SUPPLIED INFORMATION:
╔══
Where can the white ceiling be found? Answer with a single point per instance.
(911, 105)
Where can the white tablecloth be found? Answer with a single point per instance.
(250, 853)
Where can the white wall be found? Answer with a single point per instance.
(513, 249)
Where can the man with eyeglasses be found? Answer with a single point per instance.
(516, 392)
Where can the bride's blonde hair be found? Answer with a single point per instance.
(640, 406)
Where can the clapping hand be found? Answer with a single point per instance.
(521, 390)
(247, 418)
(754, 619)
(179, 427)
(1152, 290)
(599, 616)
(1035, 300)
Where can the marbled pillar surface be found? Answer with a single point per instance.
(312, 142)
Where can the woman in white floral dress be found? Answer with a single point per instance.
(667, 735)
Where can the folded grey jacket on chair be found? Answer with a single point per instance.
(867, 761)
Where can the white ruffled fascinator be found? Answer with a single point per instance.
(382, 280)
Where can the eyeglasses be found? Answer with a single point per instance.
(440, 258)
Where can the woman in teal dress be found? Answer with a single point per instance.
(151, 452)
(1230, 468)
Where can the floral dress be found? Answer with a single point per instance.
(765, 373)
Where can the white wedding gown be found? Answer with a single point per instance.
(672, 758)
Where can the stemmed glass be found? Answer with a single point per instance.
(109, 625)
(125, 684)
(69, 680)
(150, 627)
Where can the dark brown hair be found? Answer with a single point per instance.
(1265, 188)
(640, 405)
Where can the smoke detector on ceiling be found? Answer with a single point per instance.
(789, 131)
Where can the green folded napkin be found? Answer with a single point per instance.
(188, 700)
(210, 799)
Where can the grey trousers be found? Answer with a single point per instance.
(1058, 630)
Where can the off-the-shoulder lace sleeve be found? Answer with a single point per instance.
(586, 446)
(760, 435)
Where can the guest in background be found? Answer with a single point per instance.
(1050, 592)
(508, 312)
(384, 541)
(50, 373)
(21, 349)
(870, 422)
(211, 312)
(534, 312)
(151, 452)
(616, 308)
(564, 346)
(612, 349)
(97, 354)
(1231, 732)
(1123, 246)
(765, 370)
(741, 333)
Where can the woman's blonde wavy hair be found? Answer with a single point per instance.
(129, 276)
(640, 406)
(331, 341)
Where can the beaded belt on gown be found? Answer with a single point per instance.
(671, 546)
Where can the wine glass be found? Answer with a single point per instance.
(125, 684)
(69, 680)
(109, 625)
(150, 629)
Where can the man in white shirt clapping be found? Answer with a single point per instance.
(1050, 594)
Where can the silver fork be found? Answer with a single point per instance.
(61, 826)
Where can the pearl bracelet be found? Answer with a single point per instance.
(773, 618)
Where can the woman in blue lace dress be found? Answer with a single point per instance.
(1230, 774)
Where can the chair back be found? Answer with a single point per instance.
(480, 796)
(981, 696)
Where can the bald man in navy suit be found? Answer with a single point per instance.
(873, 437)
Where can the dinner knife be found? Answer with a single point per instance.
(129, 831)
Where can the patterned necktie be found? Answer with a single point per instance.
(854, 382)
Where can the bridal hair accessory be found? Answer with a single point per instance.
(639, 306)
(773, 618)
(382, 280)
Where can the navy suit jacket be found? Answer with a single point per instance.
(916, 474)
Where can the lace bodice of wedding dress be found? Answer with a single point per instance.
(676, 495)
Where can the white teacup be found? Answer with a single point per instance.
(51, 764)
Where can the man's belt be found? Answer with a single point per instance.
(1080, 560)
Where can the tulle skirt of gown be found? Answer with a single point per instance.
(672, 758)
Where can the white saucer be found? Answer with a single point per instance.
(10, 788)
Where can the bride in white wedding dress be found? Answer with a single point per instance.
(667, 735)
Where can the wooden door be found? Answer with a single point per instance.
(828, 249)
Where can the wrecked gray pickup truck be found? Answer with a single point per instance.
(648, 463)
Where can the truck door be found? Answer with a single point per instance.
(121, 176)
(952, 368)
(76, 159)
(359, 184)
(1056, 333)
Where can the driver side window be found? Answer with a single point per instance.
╚══
WHAT YOU HAVE TO DO: Reproduce all of the data above word for word, leaving every line unchanged.

OUTPUT FOR THIS TASK:
Where can the white ceiling be found? Answer with a single point per instance.
(911, 105)
Where can the white tablecloth be found? Answer with a single point per instance.
(250, 853)
Where can the white wall be found? Answer with a single point per instance.
(513, 249)
Where can the man with eyeglasses be found? Answer with a single point per instance.
(516, 392)
Where can the bride's blonde hair be found? Answer with a single point per instance.
(640, 406)
Where can the clapping hand be found? Answer with a single point per instance.
(521, 390)
(247, 418)
(754, 619)
(179, 427)
(1152, 290)
(599, 616)
(1035, 300)
Where can the marbled pillar surface be found? Answer with a single point per instance.
(312, 142)
Where can the woman in white floral dress be found? Answer with a single point per instance.
(667, 735)
Where can the folded grey jacket on chair be found? Answer with a single point per instance.
(867, 761)
Where can the white ruffled fascinator be found? Answer with a single point per instance.
(382, 280)
Where can the eyeglasses be found? Answer with a single point per instance.
(440, 258)
Where can the woman in teal dress be found? Answer with a single point per instance.
(151, 452)
(1230, 468)
Where can the floral dress be found? Answer with a single point per instance.
(765, 373)
Where can the white wedding gown be found? Answer with a single point per instance.
(672, 758)
Where can the stemmed glass be found? Answer with a single point per instance.
(109, 625)
(125, 684)
(69, 680)
(150, 627)
Where can the dark brown hair be found? Answer with a single point per instance.
(1265, 188)
(640, 405)
Where can the smoke detector on ceiling be found? Answer with a single point per instance.
(789, 131)
Where can the green folded napkin be found? Answer with a single point per instance.
(188, 700)
(210, 799)
Where can the grey trousers be found? Answer with a single point per instance.
(1058, 630)
Where can the off-the-shoulder lace sleeve be found? Answer with a single point per instance.
(586, 446)
(760, 435)
Where can the guest in background be found? Answer with a single point per instance.
(1050, 592)
(508, 312)
(384, 541)
(50, 373)
(21, 349)
(870, 422)
(211, 312)
(534, 312)
(151, 452)
(616, 308)
(564, 346)
(612, 349)
(97, 354)
(1231, 732)
(1123, 246)
(765, 370)
(741, 333)
Where can the woman's blonde wavy hair be found? Answer with a single point per instance.
(129, 276)
(640, 406)
(331, 341)
Where can the beaded belt on gown be found? Answer with a single point per instance.
(671, 546)
Where can the wine glass be found? Answer with a single point per instance.
(125, 684)
(69, 680)
(109, 625)
(150, 629)
Where can the man in white shirt clapping be found? Answer with a single point per instance.
(1050, 594)
Where can the silver fork be found? Answer with a single point per instance.
(61, 826)
Where can the pearl bracelet be found? Answer with a single point per instance.
(773, 618)
Where can the woman in blue lace dress be found? Answer with a single point per instance.
(1230, 774)
Where can the chair back be found? Answer with a single point per instance.
(480, 796)
(981, 696)
Where can the bald man in navy suit be found? Answer with a single point per instance.
(873, 437)
Where can the dinner knife be found? Answer with a single point per instance.
(129, 831)
Where can the patterned necktie be found? Answer with a single point per instance.
(854, 382)
Where can the bridal hair accessory be found? Answer with a single point per instance.
(639, 306)
(773, 618)
(382, 280)
Where can the navy suit jacket be found? Answer with a single point per instance.
(916, 474)
Where can the lace bodice of wedding dress be found? Answer with a single point per instance.
(676, 495)
Where can the white teacup be found? Answer with a single point per instance.
(51, 764)
Where can the man's belt be found? Answer with a single point per instance.
(1080, 560)
Where can the tulle skirt of gown be found? Answer with a single point per instance.
(672, 758)
Where can the white saucer be found? Answer with a single point per instance.
(10, 788)
Where can the bride in white wedding dress be found? Answer with a single point per instance.
(667, 735)
Where can the wooden door be found? Answer with a single point per instance.
(828, 249)
Where can the wrecked gray pickup truck be found? Answer with a single point per instance.
(648, 463)
Where can the truck door be found? Answer with a single point per instance.
(121, 176)
(952, 368)
(76, 159)
(359, 184)
(1056, 333)
Where can the driver side window be found? Answer with a single point per instance.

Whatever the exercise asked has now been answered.